### Document section

Magnet for Immigrants
Much of the growth was fueled by the continual infusion of immigrants -- as many as 2,000 a day. In the early nineteenth century many of the newest New Yorkers were Irish Catholics escaping famine. With the increased population living so densely, however, diseases could quickly escalate into epidemics. New York suffered from outbreaks of yellow fever, cholera, malaria, typhoid and other maladies.

Animals and Filth
Along with throngs of people, many thousands of other creatures called New York home -- ones that neighed, mooed, clucked, oinked and baaed. Horses provided the main source of transportation -- pulling trolleys, carts, carriages, and Whitman's beloved omnibus. A single draft animal produced 24 pounds of manure a day. When horses died, they were too heavy to remove and their corpses would be left to decompose until they could be carted away in pieces. There was no sanitation department to clean the animal (and human) waste that accumulated in the streets.

### Your task
Continue the passage on nineteenth-century New York's crowding, disease and street filth, starting after its final sentence. You won't need the lines after this text.

### Information
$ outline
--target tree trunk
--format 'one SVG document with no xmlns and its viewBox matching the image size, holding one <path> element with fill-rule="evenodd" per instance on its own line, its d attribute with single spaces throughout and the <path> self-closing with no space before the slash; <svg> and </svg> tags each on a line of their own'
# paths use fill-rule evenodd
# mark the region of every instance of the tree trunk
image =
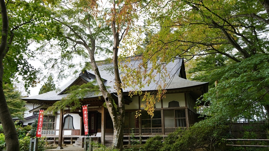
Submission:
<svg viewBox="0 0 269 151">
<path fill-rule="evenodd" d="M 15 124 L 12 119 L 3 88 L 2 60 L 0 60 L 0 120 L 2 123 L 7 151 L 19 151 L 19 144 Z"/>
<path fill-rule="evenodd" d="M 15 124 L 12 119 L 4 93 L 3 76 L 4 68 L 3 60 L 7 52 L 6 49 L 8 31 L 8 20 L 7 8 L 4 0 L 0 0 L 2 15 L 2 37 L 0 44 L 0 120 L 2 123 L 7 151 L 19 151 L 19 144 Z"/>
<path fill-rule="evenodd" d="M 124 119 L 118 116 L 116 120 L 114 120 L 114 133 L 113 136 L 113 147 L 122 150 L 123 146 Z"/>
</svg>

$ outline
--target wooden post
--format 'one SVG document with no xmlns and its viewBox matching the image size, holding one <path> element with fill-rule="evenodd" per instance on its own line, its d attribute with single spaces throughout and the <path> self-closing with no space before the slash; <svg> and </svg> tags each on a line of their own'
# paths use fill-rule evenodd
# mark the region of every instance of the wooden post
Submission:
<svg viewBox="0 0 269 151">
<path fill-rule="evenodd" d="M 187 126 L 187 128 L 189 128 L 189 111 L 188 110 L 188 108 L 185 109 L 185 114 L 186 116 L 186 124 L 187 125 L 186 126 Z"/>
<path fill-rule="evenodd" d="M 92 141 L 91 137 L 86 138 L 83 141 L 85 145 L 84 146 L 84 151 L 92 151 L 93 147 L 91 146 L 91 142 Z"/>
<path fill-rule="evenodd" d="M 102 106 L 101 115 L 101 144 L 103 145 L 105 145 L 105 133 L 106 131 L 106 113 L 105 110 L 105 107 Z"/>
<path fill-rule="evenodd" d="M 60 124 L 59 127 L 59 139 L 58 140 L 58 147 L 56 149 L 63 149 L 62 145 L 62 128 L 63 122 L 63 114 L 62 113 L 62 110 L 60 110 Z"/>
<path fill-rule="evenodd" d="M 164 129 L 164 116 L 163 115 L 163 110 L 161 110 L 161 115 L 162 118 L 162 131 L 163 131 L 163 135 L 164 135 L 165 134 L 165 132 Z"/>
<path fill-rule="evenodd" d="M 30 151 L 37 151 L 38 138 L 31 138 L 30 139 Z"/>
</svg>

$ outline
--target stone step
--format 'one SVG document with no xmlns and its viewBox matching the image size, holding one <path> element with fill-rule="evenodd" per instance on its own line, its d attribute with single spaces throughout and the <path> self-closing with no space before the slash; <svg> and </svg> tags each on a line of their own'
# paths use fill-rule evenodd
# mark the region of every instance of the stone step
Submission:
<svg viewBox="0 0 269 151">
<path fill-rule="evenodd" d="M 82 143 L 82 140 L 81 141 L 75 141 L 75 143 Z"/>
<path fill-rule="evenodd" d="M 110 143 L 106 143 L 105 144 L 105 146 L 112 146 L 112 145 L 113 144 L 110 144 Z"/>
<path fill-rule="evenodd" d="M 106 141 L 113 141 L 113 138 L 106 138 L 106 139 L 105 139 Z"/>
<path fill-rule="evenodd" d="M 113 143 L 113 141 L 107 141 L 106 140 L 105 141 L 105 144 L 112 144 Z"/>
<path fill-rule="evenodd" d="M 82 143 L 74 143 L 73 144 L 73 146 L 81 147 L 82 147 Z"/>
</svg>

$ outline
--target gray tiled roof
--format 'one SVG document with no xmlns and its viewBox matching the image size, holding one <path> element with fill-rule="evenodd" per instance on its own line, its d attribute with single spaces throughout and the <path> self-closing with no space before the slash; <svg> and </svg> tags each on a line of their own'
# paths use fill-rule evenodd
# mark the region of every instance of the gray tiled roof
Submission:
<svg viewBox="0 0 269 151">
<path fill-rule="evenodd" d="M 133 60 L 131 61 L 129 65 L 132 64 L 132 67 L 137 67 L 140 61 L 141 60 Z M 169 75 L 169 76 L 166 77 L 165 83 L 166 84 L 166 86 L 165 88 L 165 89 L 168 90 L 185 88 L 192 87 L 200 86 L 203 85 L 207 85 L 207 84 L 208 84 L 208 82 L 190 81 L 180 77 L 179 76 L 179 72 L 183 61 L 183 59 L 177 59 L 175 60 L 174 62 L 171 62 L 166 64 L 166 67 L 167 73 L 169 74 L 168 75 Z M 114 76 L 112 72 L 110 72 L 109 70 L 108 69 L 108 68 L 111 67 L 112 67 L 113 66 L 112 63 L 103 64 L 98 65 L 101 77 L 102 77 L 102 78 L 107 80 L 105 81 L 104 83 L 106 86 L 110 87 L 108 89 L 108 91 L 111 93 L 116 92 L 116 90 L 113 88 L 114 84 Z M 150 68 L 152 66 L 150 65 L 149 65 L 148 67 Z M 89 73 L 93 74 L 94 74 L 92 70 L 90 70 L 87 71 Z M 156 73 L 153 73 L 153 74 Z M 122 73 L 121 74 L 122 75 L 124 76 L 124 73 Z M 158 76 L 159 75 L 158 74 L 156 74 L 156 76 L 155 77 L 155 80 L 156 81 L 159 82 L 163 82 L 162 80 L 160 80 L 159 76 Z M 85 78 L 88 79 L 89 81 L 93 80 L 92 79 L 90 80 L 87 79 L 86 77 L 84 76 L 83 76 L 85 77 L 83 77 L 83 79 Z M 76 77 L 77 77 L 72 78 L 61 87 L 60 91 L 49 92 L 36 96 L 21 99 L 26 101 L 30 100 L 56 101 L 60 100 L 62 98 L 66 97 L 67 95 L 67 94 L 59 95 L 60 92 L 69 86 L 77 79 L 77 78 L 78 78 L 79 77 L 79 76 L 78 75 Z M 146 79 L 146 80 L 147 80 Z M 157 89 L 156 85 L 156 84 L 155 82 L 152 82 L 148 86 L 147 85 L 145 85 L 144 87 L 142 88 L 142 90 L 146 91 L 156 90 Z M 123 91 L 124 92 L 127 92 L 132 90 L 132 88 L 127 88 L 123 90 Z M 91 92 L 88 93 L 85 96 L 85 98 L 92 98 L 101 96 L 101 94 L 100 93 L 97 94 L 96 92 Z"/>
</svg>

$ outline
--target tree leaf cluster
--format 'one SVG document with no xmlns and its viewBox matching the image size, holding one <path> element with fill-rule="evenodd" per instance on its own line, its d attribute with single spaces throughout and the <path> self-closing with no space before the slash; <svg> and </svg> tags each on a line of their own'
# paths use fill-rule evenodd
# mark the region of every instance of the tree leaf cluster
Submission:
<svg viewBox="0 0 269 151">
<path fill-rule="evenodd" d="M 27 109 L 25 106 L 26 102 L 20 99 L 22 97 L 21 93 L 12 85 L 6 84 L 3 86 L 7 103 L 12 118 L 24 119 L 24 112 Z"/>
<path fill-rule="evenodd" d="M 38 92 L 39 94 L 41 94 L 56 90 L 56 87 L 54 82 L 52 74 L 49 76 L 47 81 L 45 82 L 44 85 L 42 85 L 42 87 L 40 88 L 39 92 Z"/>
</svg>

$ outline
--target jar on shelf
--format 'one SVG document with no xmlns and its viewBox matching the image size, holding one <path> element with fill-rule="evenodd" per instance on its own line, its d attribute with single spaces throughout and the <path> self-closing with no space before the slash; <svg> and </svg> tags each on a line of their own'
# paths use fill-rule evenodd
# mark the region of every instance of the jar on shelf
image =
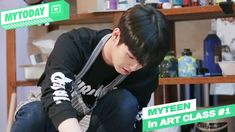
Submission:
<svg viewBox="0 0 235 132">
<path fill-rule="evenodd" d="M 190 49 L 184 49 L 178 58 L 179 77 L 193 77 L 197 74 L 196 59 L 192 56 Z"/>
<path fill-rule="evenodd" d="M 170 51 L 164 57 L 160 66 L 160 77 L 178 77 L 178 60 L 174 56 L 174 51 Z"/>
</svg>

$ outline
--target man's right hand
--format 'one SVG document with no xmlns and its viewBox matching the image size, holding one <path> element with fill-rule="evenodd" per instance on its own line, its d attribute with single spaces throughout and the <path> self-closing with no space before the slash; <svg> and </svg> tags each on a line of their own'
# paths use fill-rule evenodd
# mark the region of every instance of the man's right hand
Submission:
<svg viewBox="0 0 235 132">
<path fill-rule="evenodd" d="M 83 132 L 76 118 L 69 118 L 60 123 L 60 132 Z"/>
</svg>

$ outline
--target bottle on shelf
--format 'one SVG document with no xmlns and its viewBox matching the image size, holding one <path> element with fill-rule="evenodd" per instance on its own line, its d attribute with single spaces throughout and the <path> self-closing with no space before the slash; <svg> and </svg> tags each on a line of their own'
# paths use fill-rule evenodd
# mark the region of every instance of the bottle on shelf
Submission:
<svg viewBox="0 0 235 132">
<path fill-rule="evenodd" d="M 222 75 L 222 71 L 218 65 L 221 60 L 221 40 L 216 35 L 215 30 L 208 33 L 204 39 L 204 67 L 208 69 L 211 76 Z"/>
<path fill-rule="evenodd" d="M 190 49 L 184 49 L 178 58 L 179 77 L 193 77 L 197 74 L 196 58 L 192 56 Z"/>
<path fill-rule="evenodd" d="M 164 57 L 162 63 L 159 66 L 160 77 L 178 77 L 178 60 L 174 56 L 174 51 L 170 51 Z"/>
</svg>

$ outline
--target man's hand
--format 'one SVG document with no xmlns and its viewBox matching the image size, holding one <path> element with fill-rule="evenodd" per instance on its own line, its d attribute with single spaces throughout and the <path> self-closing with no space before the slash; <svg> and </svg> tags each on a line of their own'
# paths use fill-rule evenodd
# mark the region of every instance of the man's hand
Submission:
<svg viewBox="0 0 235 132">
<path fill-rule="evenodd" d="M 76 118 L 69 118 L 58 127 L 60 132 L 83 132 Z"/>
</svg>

### Task response
Center of Wealth and Culture
At the same time, New York was seen as a place where someone could make a fortune -- and enjoy it. Ever since Alexander Hamilton had established the American financial system, New York had been a center of wealth. Dozens of daily and weekly newspapers competed for attention and provided work for ambitious young writers like Whitman. Museums and theaters offered Old World and New World cultural arenas for urbanites like Whitman to explore.

City of Multitudes
To paraphrase Whitman, the city contained multitudes -- and seeming contradictions. Densely populated slums existed just around the corner from some of the most glamorous addresses in America. In the city, Whitman found inspiration, and his books celebrated the urban bustle he loved.